### Task directions
Repeat word for word the part of the text on mast cell tumors in dogs below that runs from "Mast Cell Tumours are aggressive" up to and including "comes and goes.".

Mast Cell Tumours are aggressive skin cancers and common in dogs. They can look like anything: a patch of dry skin, a raised red itchy area, a wart or a lump.
Boxers and Staffordshire Bull Terriers have a higher than average risk of Mast Cell Tumours. Other breeds affected include the Bull Terrier, English Bulldog and Sharpei but we see Mast Cell Tumours in all breeds.
Mast Cell Tumours release chemicals randomly, causing local redness, itch and swelling that comes and goes.
To diagnose a Mast Cell Tumour we take a sample of cells, stain them and examine them under the microscope. Most Mast Cell Tumours contain characteristic granules that are easily recognised. If we have any doubts we recommend removal anyway.
The lesion is removed with a wide excision because Mast Cell Tumours send out long microscopic fingers into the surrounding tissue. It is sent to the pathologist who confirms the diagnosis, makes sure we have removed it all and grades it.
The grade of the tumour reflects how malignant the tumour is. A low grade tumour is unlikely to have spread and, as long as the entire tumour has been removed, is unlikely to recur.
About 25% of all Mast Cell Tumours are higher grade. They invade locally and can spread. Without supplementary chemotherapy, the mean survival time is 18 weeks.
Chemotherapy is effective and median survival times are good.

### Source information
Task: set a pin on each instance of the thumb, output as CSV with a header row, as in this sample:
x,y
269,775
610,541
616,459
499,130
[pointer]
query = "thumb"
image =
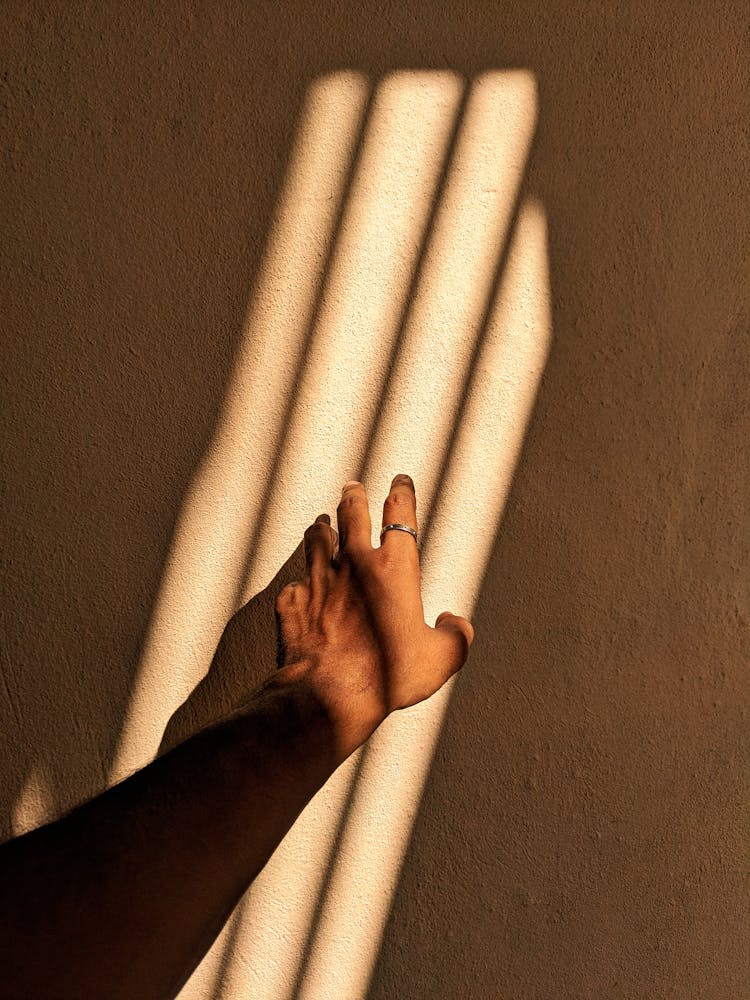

### Your response
Mast Cell Tumours are aggressive skin cancers and common in dogs. They can look like anything: a patch of dry skin, a raised red itchy area, a wart or a lump.
Boxers and Staffordshire Bull Terriers have a higher than average risk of Mast Cell Tumours. Other breeds affected include the Bull Terrier, English Bulldog and Sharpei but we see Mast Cell Tumours in all breeds.
Mast Cell Tumours release chemicals randomly, causing local redness, itch and swelling that comes and goes.